● WHAT YOU ARE ASKED TO DO
Swap "sample" for "example" everywhere in the records below, and give all the records again with nothing else changed.

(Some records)
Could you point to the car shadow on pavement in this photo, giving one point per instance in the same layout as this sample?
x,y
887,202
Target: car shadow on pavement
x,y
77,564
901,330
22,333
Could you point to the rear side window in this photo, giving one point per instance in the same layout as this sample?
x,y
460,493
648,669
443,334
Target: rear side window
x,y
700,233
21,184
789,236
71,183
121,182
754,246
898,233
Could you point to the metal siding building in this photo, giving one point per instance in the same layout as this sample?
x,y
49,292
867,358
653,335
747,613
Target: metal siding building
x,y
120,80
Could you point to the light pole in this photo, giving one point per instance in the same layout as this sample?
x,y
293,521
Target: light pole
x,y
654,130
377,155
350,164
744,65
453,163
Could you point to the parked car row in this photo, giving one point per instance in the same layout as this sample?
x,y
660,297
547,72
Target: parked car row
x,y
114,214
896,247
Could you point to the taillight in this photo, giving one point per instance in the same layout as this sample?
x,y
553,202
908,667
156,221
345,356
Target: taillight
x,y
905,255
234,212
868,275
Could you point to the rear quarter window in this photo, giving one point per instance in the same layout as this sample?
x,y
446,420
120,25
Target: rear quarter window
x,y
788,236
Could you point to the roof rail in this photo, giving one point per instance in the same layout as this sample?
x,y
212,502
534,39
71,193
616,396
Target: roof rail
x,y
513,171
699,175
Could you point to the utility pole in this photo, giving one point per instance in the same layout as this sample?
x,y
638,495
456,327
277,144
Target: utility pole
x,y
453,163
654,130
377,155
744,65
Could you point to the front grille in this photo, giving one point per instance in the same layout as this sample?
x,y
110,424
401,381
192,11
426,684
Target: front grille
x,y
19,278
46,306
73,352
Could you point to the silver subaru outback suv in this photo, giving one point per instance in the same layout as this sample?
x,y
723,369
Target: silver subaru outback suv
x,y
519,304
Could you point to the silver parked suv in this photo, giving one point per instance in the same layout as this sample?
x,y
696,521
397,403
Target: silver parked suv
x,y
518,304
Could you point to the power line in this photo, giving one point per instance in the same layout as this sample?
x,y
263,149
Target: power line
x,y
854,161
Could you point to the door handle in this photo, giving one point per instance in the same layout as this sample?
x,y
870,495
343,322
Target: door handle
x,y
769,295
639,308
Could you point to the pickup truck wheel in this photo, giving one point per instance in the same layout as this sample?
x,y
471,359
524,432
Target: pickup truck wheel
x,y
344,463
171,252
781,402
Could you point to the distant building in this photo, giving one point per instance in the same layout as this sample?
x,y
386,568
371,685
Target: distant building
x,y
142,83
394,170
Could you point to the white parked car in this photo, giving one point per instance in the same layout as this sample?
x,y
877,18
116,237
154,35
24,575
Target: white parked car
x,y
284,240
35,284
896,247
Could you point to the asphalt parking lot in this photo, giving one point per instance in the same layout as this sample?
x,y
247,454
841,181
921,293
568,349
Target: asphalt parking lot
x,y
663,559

● OUTPUT OF THE TASK
Could you point to the car shadow on pavement in this photo, giving one point per instance in the same layout as this example?
x,y
887,202
Target: car shadow on pavement
x,y
77,564
901,330
22,333
Could you point to the rear side window in this photo, giving one point per instance in the same layout as this example?
x,y
460,493
648,669
443,334
Target: rear side window
x,y
700,233
21,184
789,236
71,183
121,182
754,246
898,233
Could you point to the metal siding building in this photo, giving one point per instance in the same layout as this example?
x,y
49,292
867,358
653,335
747,613
Target: metal siding building
x,y
120,80
Could you point to the light pole in this photo, giving one point per instance in the same layout as this example?
x,y
293,521
Target: light pole
x,y
654,130
377,155
350,164
744,65
453,163
Could you point to the parked car row in this photo, giving one point per instance in the same layout as this example?
x,y
660,297
547,72
Target: parked car row
x,y
114,214
896,247
Could you point to the taillight in this photo, giving one point per instance in the same layout as this example?
x,y
553,202
908,667
156,221
345,356
Target: taillight
x,y
905,255
234,212
868,275
Could you point to the rear quarter window in this photo, giving one point per instance in the same layout as this example?
x,y
446,420
120,25
Target: rear quarter window
x,y
788,236
Could you point to the roof rail in this photo, giving one point per instance in the same layout as this example?
x,y
212,502
534,39
71,193
616,396
Target: roof rail
x,y
513,171
699,175
Could you point to the utility pole in this photo, giving one point per instance in the same layout as this example?
x,y
638,495
456,327
277,144
Target: utility pole
x,y
453,163
654,130
377,155
744,65
Could you point to the front grille in this photo, giving one point per instance in the same layout as this example?
x,y
110,424
401,381
192,11
426,684
Target: front grille
x,y
19,278
46,306
73,352
Could you point to the silver subaru outback suv in this photo, giving one point per instance in the same layout as this example?
x,y
723,369
Target: silver subaru outback suv
x,y
519,304
Could you point to the silver parked suv in this photo, giving one point per instance in the same layout as this example?
x,y
696,521
397,403
Target: silver parked suv
x,y
518,304
Could you point to the power line in this photo, giving one point per instance in the same layout as this example?
x,y
263,149
Target: power line
x,y
854,161
Could you point to the door handle in this photo, giving one point per instance in the same layout as this example?
x,y
870,495
343,322
Target: door handle
x,y
769,295
639,308
Could you point to the pickup truck wheel in this photo, giving one point per instance in the same layout as this example?
x,y
471,359
524,432
Target: pickup truck wheel
x,y
344,463
171,252
781,402
Could you point to the distant building in this photo, giving one point per instance in the same layout as this example?
x,y
386,568
371,685
Target: distant building
x,y
142,83
394,170
Could you point to the white parked car in this photo, giving one point per instance in the same layout as this example?
x,y
877,18
116,237
154,35
24,575
Target: white parked car
x,y
284,240
35,284
896,247
Could you point to the asphalt parking lot in this photo, giving one point per instance in the same layout as this example?
x,y
247,454
841,181
921,293
568,349
Target: asphalt parking lot
x,y
663,559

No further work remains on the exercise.